▸ **Task set**
1: According to the passage about the Khunjerab Pass below, in what year was Khunjerab National Park established?
2: Extend the passage about the Khunjerab Pass below, picking up right after its final sentence.
-- Passage provided follows --
The major portion of the Khunjerab Pass encompasses the Khunjerab National Park which was established in 1979 to preserve endangered species. The Khunjerab park is home to several rare animal species including the Marco Polo sheep and the Snow Leopard. The eastern stretch of the Khunjerab pass makes up the Chinese Xinjiang province territory which could be easily seen from the border area.
On the Pakistani side, the pass is 75 km from Sost customs and immigration check post while it is about 180 km from Hunza, 280 km from Gilgit airport and 890 km from the capital city Islamabad. On the Chinese side, it is 130 km from Tashkurgan, about 420 km from Kashgar, and 1890 km from Urumqui. There are helpful road-sign giving tourists information about the distances involved.
It must be noted that the Chinese side is right-hand drive and Pakistan side is left-hand drive. The border is the switching point.
Although the highway to the Pakistani side is very well paved yet the sudden altitude gain near the top again may slow down the journey. Likewise, there are checkpoints on both sides of the pass that may also lead to slow down the overall journey.
On the Pakistan side, there is a certain amount of fee charged to all local and international tourists. Currently, it is Rs. 40 from Pakistani tourists and $ 8 from international tourists. The entry fee may be revised every year and knowing the exact amount well in time will be a good idea to manage expenses particularly for large groups.
The pass remains opened from May till November for trade and tourism and in the remainder of the period remains closed and inaccessible due to heavy snowfall. During November it sometimes gets extremely cold and sometimes winds make it hard to stay on the top. However, in fine weather conditions, it is still a place must visit.
There is a daily bus service between Sost (the last human settlement along the KKH), Pakistan, and Tashkurghan, China. Both Pakistani and Chinese buses serve a drop service from their respective bus stations in the home country and return empty. One can hire private Cars/4WD from Sost to Tashkurghan for a drop-off and can proceed to Kashgar using a shared ride or simply hire a taxi.
-- Passage provided concluded --
-- Listed entries follows --
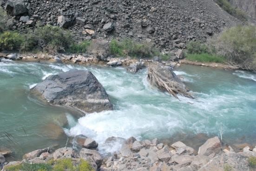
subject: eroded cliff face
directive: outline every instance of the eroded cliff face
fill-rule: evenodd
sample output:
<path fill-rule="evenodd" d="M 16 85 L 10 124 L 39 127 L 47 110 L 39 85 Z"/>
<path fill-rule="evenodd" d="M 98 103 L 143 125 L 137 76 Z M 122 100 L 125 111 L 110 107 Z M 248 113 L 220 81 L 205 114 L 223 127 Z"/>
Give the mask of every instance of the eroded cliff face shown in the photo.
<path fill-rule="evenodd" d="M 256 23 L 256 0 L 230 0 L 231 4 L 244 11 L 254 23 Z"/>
-- Listed entries concluded --
-- Listed entries follows --
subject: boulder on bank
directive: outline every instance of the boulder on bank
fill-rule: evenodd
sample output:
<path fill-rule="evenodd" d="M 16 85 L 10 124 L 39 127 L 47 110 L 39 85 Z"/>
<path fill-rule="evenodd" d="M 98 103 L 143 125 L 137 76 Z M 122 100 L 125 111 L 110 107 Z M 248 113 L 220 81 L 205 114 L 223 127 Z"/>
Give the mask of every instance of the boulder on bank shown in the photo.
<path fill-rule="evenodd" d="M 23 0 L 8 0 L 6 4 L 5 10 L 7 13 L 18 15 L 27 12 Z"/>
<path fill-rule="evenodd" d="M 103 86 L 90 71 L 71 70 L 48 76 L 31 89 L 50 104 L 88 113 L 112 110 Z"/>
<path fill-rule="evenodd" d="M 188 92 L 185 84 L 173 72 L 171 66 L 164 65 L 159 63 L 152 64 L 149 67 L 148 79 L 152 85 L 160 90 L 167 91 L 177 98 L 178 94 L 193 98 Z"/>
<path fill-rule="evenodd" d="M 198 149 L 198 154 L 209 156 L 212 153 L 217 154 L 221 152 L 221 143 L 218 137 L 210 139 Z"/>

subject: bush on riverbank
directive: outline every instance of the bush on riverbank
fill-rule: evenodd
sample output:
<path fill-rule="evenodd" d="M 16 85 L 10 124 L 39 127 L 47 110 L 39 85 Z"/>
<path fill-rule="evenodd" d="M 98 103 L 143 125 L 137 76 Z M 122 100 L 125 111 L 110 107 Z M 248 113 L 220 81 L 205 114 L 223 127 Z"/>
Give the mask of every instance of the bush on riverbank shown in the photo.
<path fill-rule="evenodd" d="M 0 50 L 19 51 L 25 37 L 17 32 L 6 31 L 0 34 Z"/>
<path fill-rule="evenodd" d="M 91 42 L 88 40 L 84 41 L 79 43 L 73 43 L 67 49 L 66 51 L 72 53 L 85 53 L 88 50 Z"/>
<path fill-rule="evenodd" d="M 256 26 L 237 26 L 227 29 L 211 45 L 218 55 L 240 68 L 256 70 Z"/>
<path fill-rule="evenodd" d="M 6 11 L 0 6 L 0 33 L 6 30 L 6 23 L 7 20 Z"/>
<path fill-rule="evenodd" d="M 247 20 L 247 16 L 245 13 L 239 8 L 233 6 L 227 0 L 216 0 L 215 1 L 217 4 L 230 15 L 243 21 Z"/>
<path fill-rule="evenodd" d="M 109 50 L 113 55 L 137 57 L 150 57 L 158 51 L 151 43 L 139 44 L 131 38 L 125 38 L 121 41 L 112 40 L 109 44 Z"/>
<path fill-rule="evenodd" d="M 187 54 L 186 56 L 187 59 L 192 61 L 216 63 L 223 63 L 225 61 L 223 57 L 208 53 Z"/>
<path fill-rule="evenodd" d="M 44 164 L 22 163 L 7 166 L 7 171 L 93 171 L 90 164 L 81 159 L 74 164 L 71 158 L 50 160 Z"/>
-- Listed entries concluded --
▸ **Responses to the exercise**
1: 1979

2:
Due to high altitude, it has been observed that some tourists may suffer altitude sickness. The symptoms including feeling dizziness, having headaches, or even experience shortness of breath. It is advisable to immediately return to low altitude and see a doctor or must carry altitude sickness medicine in advance.
During peak summers there are chances of flooding due to sudden snow melting near the top and a timely return is advisable. Moreover, sudden loose-gravel breaks, particularly in rainfall can also cause damages on the highway.
Whether you ride a motorbike or drive a car, and particularly if you are new to the refurbished KKH, be very careful to keep your cool on the accelerator and don’t ever be overconfident. After the renovation, the Karakoram Highway has cost many precious lives. For the tourists travelling from down cities, knowledge of the entire highway before planning to take up a self-drive tour is mandatory. Enjoy the trip and return home with beautiful memories.
Before you go
All Pakistani tourists must carry their CNIC and foreign tourists must have a Passport to prove their identification. Foreign tourists or Pakistani nationals crossing over to China must obviously carry a Chinese Visa (Pass for the people of Gilgit-Baltistan who only wish to travel to the nearby city of Kashgar).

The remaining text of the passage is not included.